- **Задание**: Представьте все строки данных в виде списка JSON, где каждой строке соответствует один элемент-строка. Пустые строки не включайте.

- **Данные для упражнения**:

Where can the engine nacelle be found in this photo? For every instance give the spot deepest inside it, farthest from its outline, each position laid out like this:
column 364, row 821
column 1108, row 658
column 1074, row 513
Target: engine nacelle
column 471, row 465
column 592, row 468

- **Готовый ответ**:
[
  "Where can the engine nacelle be found in this photo? For every instance give the spot deepest inside it, farthest from its outline, each position laid out like this:",
  "column 364, row 821",
  "column 1108, row 658",
  "column 1074, row 513",
  "Target: engine nacelle",
  "column 471, row 465",
  "column 592, row 468"
]